[TASK REQUIREMENTS]: Copy every record below exactly as written, but leave out the pictures.

[Entries taken from a collection]:

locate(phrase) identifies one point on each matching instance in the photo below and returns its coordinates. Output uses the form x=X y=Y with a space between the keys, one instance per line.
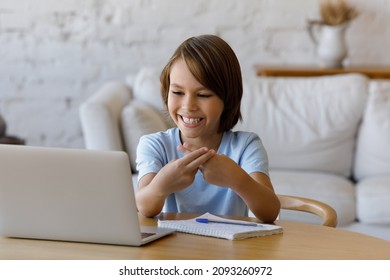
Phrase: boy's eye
x=177 y=93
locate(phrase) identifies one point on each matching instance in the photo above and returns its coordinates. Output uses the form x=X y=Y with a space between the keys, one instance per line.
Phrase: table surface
x=298 y=241
x=373 y=72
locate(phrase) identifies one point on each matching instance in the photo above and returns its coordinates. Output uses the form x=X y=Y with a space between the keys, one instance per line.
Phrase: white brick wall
x=54 y=54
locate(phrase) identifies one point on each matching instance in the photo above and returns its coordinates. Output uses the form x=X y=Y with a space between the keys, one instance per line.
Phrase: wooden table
x=299 y=241
x=310 y=71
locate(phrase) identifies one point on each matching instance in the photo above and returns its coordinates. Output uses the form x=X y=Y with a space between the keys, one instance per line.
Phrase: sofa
x=327 y=138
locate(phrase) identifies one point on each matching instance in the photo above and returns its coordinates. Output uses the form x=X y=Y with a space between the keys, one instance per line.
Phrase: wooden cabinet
x=310 y=71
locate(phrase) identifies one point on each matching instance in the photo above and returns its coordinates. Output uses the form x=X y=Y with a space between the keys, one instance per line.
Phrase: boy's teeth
x=191 y=120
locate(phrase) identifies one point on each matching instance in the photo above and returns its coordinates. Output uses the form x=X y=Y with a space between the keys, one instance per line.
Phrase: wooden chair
x=323 y=210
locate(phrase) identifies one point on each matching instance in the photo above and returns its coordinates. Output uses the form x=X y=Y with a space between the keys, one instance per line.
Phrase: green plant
x=335 y=12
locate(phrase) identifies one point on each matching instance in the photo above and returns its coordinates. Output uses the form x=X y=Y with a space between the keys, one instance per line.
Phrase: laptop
x=70 y=195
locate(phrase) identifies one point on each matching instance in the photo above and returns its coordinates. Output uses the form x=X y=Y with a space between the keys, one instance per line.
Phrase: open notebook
x=221 y=228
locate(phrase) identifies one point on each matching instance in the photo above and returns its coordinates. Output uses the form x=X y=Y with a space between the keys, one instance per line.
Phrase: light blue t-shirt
x=245 y=148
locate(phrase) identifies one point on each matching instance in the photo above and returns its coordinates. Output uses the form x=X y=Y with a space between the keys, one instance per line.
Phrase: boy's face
x=195 y=109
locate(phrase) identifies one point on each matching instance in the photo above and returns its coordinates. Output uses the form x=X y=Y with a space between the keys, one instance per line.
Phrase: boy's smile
x=195 y=109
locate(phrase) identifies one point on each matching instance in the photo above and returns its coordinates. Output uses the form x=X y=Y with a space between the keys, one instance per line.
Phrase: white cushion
x=306 y=123
x=146 y=88
x=139 y=119
x=333 y=190
x=373 y=144
x=373 y=197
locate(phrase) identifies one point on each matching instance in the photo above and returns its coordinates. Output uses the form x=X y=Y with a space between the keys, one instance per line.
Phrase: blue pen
x=241 y=223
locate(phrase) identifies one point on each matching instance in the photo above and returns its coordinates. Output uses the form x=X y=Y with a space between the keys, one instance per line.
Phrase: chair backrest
x=323 y=210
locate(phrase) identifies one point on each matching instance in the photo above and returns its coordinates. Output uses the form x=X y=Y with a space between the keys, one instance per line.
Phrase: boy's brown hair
x=214 y=64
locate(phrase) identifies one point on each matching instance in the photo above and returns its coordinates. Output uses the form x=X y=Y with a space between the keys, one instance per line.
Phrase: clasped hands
x=217 y=169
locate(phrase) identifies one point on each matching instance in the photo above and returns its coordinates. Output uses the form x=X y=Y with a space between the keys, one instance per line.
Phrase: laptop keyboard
x=147 y=234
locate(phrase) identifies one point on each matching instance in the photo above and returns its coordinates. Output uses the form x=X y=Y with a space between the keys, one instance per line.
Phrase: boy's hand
x=218 y=170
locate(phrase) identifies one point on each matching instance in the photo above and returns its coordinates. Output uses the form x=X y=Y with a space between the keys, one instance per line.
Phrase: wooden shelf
x=310 y=71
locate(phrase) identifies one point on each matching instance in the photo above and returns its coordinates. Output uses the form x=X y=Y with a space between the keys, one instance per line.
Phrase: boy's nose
x=189 y=103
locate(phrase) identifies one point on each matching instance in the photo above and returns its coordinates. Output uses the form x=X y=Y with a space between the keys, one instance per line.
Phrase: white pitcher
x=330 y=43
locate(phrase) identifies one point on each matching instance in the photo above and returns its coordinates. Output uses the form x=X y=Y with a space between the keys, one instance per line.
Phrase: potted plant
x=328 y=33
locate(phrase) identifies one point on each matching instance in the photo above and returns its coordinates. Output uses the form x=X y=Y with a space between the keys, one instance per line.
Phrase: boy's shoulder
x=241 y=135
x=163 y=136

[FINAL ANSWER]:
locate(phrase) identifies one point on each matching instance in the photo below and returns its coordinates. Output uses the form x=X y=Y with a space between the keys, one instance per line.
Phrase: boy's eye
x=177 y=93
locate(phrase) identifies one point on each matching instance in the photo above and returns its coordinates. Output uses the form x=X y=Y with a space between the keys, one instance per line.
Phrase: table surface
x=298 y=241
x=373 y=72
locate(phrase) identifies one point on each matching instance in the photo above and returns its coordinates. Output uses the form x=X y=Y with a space between the keys, one instance per line.
Phrase: white brick wall
x=54 y=54
locate(phrase) identifies one point on each matching instance in the photo above and returns its coordinates. Output uses the form x=X y=Y with a space between the keys, one instance per line.
Phrase: wooden table
x=299 y=241
x=310 y=71
locate(phrase) identifies one point on each matching instance in the photo above and returns its coordinates. Output uses the form x=X y=Y with a space between the keys, one instance per line.
Phrase: sofa
x=327 y=138
locate(phrase) identifies one point on each matching instance in the photo above and returns its coordinates. Output uses the form x=X y=Y with a space between the keys, one instance per line.
Phrase: wooden cabinet
x=310 y=71
locate(phrase) identifies one point on each matching instance in the photo above and returns its coordinates. Output uses the form x=X y=Y with a space between the keys, one instance per line.
Phrase: boy's teeth
x=191 y=120
locate(phrase) identifies one point on each matching instance in the photo above and returns its coordinates. Output uses the form x=X y=Y with a space between the keys, one instance per line.
Phrase: wooden chair
x=323 y=210
locate(phrase) identifies one point on each matching instance in the photo above and returns its coordinates. Output uses the form x=X y=Y with a space between the keys, one instance per line.
Phrase: green plant
x=335 y=12
locate(phrase) identifies one point on each matching instance in the photo above and returns its coordinates. Output uses the form x=X y=Y with a space between the keys, one instance per line.
Phrase: laptop
x=70 y=195
locate(phrase) identifies one point on each matching instance in the photo above and returns its coordinates. Output uses the form x=X y=Y with a space between the keys, one instance per line.
Phrase: open notebook
x=221 y=228
locate(phrase) identifies one point on each matching instance in the photo above and returns its coordinates. Output uses the form x=X y=Y with a space between the keys, one instance per line.
Phrase: light blue t-shirt
x=245 y=148
locate(phrase) identifies one point on each matching instance in the photo above and returns its coordinates. Output uses the form x=X y=Y with a space between the keys, one instance per line.
Phrase: boy's face
x=195 y=109
locate(phrase) identifies one point on each matching instance in the photo above and returns its coordinates. Output uses the form x=X y=Y with a space between the keys, one instance per line.
Phrase: boy's smile
x=195 y=109
locate(phrase) identifies one point on each matching instance in the photo above and returns its coordinates. Output uses the form x=X y=Y with a space between the keys, one instance per line.
Phrase: white cushion
x=306 y=123
x=146 y=88
x=139 y=119
x=333 y=190
x=373 y=144
x=373 y=197
locate(phrase) identifies one point on each matching instance in the photo above and returns its coordinates. Output uses the form x=X y=Y with a space between the keys, one instance per line.
Phrase: blue pen
x=241 y=223
locate(phrase) identifies one point on each matching instance in the photo above and returns its coordinates. Output uses the form x=X y=Y with a space between the keys, one instance per line.
Phrase: chair backrest
x=323 y=210
locate(phrase) identifies one point on each matching instance in the photo above and returns its coordinates. Output uses the form x=X y=Y with a space between the keys, one instance per line.
Phrase: boy's brown hair
x=214 y=64
locate(phrase) identifies one point on each matching instance in the photo above and returns its coordinates. Output uses the form x=X y=Y with a space between the keys, one instance per line.
Phrase: clasped hands
x=217 y=169
locate(phrase) identifies one point on each matching instance in the photo above and returns its coordinates. Output uses the form x=X y=Y with a space between the keys, one instance per line.
Phrase: laptop keyboard
x=147 y=234
locate(phrase) identifies one point on each matching instance in the photo above and returns its coordinates. Output uses the form x=X y=Y with a space between the keys, one instance per line.
Phrase: boy's hand
x=218 y=170
locate(phrase) identifies one point on each matching instance in the photo above and returns its coordinates. Output uses the form x=X y=Y with a space between the keys, one instance per line.
Phrase: wooden shelf
x=310 y=71
locate(phrase) identifies one point on each matching instance in the photo above and returns its coordinates. Output uses the form x=X y=Y with a space between the keys, one instance per line.
Phrase: boy's nose
x=189 y=103
locate(phrase) identifies one point on each matching instance in the photo above and returns its coordinates. Output uses the form x=X y=Y with a space between the keys, one instance per line.
Phrase: white pitcher
x=330 y=43
locate(phrase) identifies one point on each matching instance in the photo above and returns its coordinates. Output uses the form x=X y=Y with a space between the keys, one instance per line.
Phrase: potted plant
x=328 y=33
locate(phrase) identifies one point on each matching instance in the photo above and returns its coordinates. Output uses the form x=X y=Y with a space between the keys, one instance per line.
Phrase: boy's shoulder
x=241 y=135
x=163 y=136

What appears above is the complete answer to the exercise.